§ What is needed
Only one span of the listing below should come back. It runs from the line with "Query: westend61 text" through the line with "Query: eyebrow", and each of its lines must be reproduced exactly.

§ Dataset records
----------------
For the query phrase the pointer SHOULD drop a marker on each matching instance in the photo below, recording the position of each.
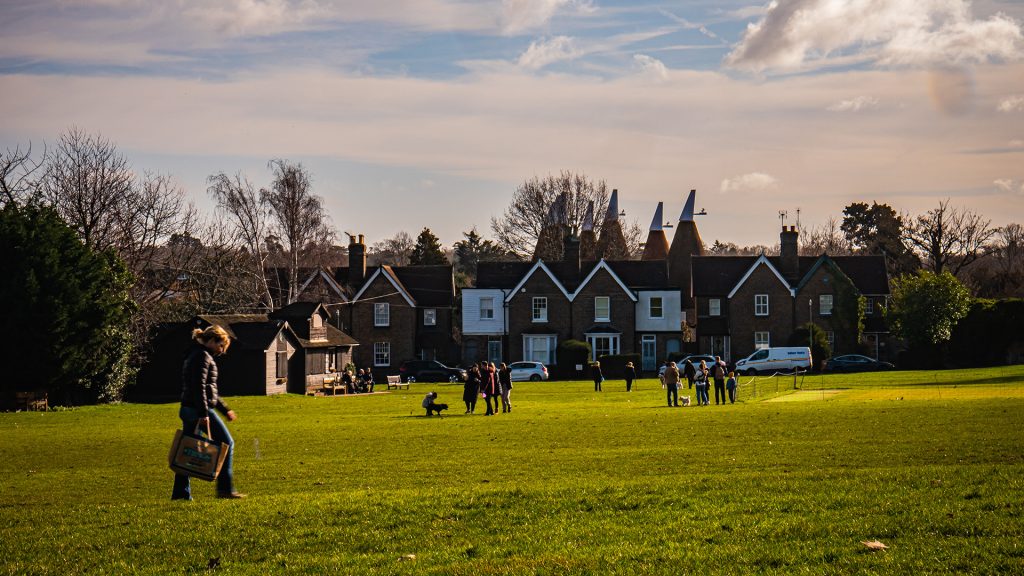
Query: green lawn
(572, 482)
----------------
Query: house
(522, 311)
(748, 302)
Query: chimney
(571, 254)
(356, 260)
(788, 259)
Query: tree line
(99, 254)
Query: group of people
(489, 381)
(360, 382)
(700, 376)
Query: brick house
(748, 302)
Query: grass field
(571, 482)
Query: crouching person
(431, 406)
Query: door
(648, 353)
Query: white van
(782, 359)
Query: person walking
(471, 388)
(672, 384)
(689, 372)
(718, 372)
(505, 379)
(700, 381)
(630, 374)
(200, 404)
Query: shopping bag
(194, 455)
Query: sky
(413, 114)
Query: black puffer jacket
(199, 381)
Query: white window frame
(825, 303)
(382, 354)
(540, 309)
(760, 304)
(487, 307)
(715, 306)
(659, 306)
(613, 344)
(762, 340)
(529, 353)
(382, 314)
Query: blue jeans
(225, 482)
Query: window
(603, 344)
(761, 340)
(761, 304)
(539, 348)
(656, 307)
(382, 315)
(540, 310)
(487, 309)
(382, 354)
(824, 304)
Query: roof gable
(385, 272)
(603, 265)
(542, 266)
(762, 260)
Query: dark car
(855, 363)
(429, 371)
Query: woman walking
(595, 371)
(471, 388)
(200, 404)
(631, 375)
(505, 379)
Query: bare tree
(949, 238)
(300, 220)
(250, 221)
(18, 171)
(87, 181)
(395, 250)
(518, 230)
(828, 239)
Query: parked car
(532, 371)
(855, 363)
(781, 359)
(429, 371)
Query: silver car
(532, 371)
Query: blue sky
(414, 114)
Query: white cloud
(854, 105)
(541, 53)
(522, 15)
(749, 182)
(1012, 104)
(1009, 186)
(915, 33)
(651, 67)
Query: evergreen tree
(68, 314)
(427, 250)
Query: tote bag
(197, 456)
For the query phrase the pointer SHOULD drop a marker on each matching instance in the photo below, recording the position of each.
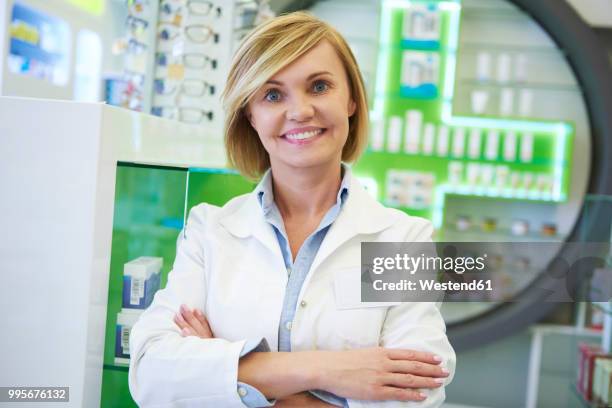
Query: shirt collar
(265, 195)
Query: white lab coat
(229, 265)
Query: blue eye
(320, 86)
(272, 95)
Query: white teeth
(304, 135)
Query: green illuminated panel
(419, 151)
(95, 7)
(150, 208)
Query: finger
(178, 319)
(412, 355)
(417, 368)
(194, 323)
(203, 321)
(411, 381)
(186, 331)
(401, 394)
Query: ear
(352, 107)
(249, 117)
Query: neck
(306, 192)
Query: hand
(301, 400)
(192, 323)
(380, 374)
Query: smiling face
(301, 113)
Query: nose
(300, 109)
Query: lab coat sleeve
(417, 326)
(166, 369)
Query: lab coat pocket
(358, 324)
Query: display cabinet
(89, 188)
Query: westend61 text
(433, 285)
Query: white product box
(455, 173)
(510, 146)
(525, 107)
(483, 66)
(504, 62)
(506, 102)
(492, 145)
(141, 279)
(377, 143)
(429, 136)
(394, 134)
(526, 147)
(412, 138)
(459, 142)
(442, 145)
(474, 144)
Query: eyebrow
----------------
§ Exercise response
Query: westend61 text
(433, 285)
Query: white product box
(455, 173)
(510, 146)
(525, 107)
(483, 66)
(504, 62)
(506, 102)
(492, 145)
(141, 279)
(377, 143)
(429, 136)
(394, 134)
(526, 147)
(412, 138)
(459, 142)
(442, 145)
(474, 144)
Query: eyebrow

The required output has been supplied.